§ **課題 1**:
以下の江無須志山の登山記に登場する市町村名をすべて列挙せよ。

422m標高点から見た江無須志山 (植林地のすぐ上が頂上)

1/25000地形図 「豊 糠」

422m標高点付近は痩せ尾根になっている
宿主別支線林道入口まで入ることができた
宿主別支線林道を登って行く

 平取町に江無須志(えむすし)という名の山がある。何とも難しい山名だが、登頂はことのほかたやすい。山名については調べがつかなかったが、付近の地名や河川名等から想像するに “江無”はメム(年中水が切れない沢、湧き水が出ているところ)とシュクシベツ(日当たりの良い川)が混ざってこのような山名となったのではないかと思う。あくまでも私の想像であるが… こんな超マイナーな山に登ることも藪山登山の醍醐味である。まだまだ沢山ある新ピーク、それらの山々への興味は尽きることがない。

 前線が北海道を通過、西高東低の冬型の気圧配置となり、札幌市内も本格的な雪景色となったこの週末だが、日高地方は晴れ時々雪の予報。こんな中途半端な時期には打って付けと思われたのが平取町周辺の低山だった。この山域の山々はあまりWeb上には登場しない。この地は日高山脈の見事な山並から続いており、500mにも満たないこの山域は一般的には山としては認知されていないような気がする。そんな中の一角が江無須志山だった。

 日高町の道の駅で仮眠、降雪状況の中、とりあえずは江無須志山を目指す。少ない積雪状況とは言っても江無須志山近くまで車が入るのは無理だろうと思っていた。結果的には、東面の山裾を巻いている宿主別支線林道の起点まで入ることが出来た。周辺で伐採作業が行われているためである。入口にはゲートがあり、作業の邪魔とはならぬようにゲート前に車を置く。山の準備をしていると狩猟目的と思われる車が一台。こちらが山登りに来た旨を伝えたところ、変な顔をして「上まで車で行けるよ」と言ってゲートを開けて走り去って行った。猟ともなれば、どんな山奥へでも4WD車で入って行くのだろう。我々とは趣旨の異なる人種であることには違いはない。

江無須志山頂上から於曽牛山を望む (Ikkoさん提供) 三等三角点「江無須志山」

 支線林道は入口から急傾斜となっており、普通車であればちょっと厳しいかもしれない。いきなり標高を上げている様子は低くなって行く宿主別川を見ていれば一目瞭然である。そのまま、奥まで林道を詰めて行けば楽かもしれないが、それではつまらない。最初のヘアピンカーブから422m標高点のある尾根に取付くことにする。取付きは登山道状態だったが、登って行くうちに傾斜が増してくる。ずり落ちそうなので、木々につかまりながらキックステップで標高を上げる。これを登り詰めると422m標高点、頂上が463mなので、この斜面がこの山の登りの全てといってもよいかもしれない。息を切らして登って行くと傾斜が緩んで歩きやすくなる。このあたりの笹は背丈が低い種類で、無雪期であってもそんなに苦労はないだろう。尾根が細って422m標高点付近を通過する。そこを過ぎると目指す江無須志山が見えてくる。特徴に乏しいのっぺりした山容で、頂上直下まで植林地となっていて作業道が横切っている。

§ **課題 2**:
記録のうち、文字列「instrument」を含む行の数を数え、数値のみを示せ。大文字と小文字は区別する。

§ **記録一覧**:

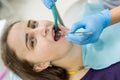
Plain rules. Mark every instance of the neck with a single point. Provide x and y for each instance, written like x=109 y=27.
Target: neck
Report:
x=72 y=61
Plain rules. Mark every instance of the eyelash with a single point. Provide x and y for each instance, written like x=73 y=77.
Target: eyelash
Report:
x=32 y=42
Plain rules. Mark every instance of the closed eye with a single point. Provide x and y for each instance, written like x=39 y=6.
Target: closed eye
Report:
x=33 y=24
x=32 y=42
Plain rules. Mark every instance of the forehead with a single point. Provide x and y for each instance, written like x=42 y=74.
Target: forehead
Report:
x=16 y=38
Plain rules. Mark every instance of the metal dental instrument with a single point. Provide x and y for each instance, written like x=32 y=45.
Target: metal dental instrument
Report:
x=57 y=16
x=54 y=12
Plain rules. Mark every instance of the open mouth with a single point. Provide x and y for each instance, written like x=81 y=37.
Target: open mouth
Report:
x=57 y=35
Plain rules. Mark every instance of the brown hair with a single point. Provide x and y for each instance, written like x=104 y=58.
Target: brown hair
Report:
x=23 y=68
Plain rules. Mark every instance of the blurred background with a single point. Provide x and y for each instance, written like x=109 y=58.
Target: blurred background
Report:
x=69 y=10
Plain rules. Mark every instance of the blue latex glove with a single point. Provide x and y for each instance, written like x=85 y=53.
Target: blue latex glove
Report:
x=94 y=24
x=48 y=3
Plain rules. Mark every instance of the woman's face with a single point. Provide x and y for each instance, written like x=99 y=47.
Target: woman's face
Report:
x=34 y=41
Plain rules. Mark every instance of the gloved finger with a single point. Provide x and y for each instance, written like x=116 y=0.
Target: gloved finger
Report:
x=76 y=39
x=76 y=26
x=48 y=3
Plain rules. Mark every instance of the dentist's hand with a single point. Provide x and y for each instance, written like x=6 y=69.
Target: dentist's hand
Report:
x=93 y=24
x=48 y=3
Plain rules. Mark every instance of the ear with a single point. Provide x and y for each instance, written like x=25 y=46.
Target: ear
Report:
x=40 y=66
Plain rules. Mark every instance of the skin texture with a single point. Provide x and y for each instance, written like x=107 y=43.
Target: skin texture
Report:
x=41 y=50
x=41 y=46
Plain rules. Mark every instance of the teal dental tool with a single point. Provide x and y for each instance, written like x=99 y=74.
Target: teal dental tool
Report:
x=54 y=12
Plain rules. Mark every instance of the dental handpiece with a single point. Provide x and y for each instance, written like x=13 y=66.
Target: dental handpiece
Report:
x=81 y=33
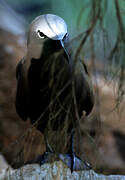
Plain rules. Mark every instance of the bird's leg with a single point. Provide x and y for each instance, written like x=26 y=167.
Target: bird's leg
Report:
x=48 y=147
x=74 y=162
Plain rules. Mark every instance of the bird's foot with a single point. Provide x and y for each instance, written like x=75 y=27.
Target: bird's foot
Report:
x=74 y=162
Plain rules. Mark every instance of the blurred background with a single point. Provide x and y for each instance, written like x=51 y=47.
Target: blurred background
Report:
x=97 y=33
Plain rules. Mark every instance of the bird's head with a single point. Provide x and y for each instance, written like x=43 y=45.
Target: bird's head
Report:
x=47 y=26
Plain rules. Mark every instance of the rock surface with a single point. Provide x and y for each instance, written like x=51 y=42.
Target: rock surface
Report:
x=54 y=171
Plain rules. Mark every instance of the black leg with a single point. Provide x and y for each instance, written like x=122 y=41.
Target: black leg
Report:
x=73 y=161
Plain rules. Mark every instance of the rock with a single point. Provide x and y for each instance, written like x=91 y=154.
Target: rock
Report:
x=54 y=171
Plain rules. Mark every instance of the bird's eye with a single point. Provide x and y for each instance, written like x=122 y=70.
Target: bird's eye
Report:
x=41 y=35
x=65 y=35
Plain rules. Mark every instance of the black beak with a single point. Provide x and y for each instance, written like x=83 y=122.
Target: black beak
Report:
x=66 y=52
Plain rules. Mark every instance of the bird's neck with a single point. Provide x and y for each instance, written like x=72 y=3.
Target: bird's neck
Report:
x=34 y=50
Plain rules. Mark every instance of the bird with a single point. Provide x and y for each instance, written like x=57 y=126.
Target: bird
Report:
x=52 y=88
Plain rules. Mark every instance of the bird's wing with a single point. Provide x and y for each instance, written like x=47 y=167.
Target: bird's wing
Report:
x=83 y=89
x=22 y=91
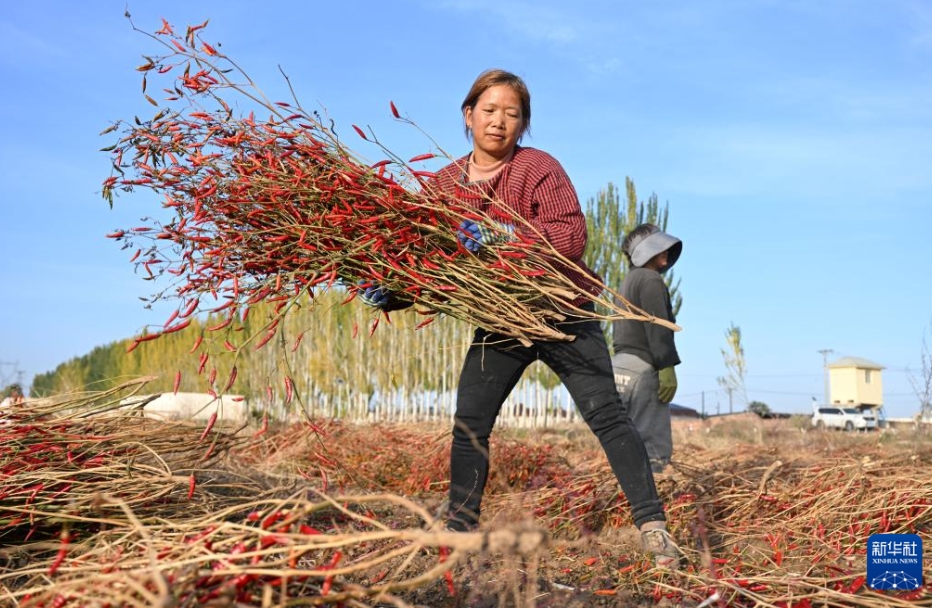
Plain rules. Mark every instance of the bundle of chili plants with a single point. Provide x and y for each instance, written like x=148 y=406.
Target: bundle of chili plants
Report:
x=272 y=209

§ **解答 1**:
平取町、札幌市、日高町

§ **解答 2**:
2